It is to Rint that we owe the existence of the most fabulous of Sedlec’s constructions: the chandelier, the coat-of-arms, the stunning urns and monstrances. I find him fascinating, possibly because so little appears to be known about him. He was simply a local craftsman, but from the remains of tens of thousands of anonymous decedents, Rint completed a monument to the transience of human affairs, carefully disassembling two of the original six bone pyramids in order to provide raw material for his constructions, and reburying what was not used beneath an iron cross in the cemetery. He disinfected the remains, bleached them with chlorinated lime, and went to work, assisted only by two members of his family. When he was finished, he signed his name in bone upon the wall, along with the name of his town, Ceska Skalice, and the year of completion, 1870, before apparently disappearing from history.
So the ossuary at Sedlec is not, perhaps, untypical, but it is unusual in the artistry of its creations, and much of that is due to Rint. The monastery that it once served now no longer exists as a Cistercian community. It was partially destroyed in 1421 during fighting between the followers of the executed reformer Jan Hus and the forces of the Holy Roman Empire, and all of the monks within its walls were slaughtered. Even here, history throws up some curious individuals to add to the colour of Sedlec’s past: the repellent “antipope” John XXII who, in addition to being accused of simony, sodomy, theft and incest, was said to have seduced and violated some 300 nuns, and was rumoured to have poisoned his predecessor, Pope Alexander V, in order to attain the papacy; and John Ziska, leader of the opposing Hussite forces, who was already blind in one eye at the start of the campaign, and was almost immediately blinded in the other. Nevertheless, he continued to lead his forces to victory until he died of plague in 1424 whereupon, as per his instructions, his skin was made into a drum and beaten by his army as they went into battle.
The monks later returned and began rebuilding, but nearly 600 years later the monastery’s cathedral has still not been fully restored, and the monastery itself now houses the offices of the Philip Morris tobacco company, its executives occupying what were once the monks’ cells. The ossuary, though, still stands at the centre of the little cemetery just a short distance from the monastery, and a steady trickle of visitors comes to gaze upon its contents throughout the year.
There is, in a strange way, something deeply moving about these furnishings of bone. The names of most of those whose bodies were used to create them are long lost to history. They probably weren’t even very important to begin with, and presumably had no great expectation that either their remains or their memories would be honoured after their deaths. But through the efforts of a monk, an architect, and a gifted woodcarver, each developing the work of his predecessor over a period of three centuries, they have been transformed, and a kind of immortality has been achieved for them. They have become folk art, and something more; for the chandelier, the candelabra and the monstrances have all been assembled so lovingly, and with such care and imagination, that they function as more than merely a reminder of our mortality, or as a macabre display to amuse tourists. In its recognition of the beauty of this flawed, temporary body that we inhabit, and its realisation that part of this beauty lies in its very transience, Sedlec is a silent hymn both to God and to the human form He created. We may be interlopers in this place, passing visitors on the way to more urgent callings, but its occupants will always be here, waiting.
And, in time, they will welcome us into their company.

* BRIEF 1:
Name every offense that the passage on the Sedlec ossuary says the "antipope" John XXII was accused of.
* BRIEF 2:
Answer these from the passage on the Sedlec ossuary:
(a) What year did Rint sign on the wall as the year of completion?
(b) In what year was the monastery partially destroyed?
(c) Whose offices does the monastery now house?

* DATA BLOCK:

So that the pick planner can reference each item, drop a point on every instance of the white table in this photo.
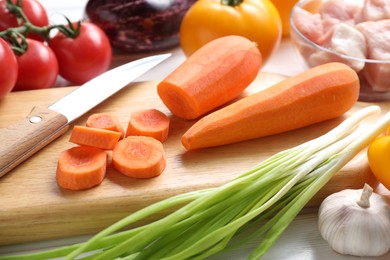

* YOUR SOLUTION 1:
Simony, sodomy, theft and incest.

* YOUR SOLUTION 2:
(a) 1870
(b) 1421
(c) The Philip Morris tobacco company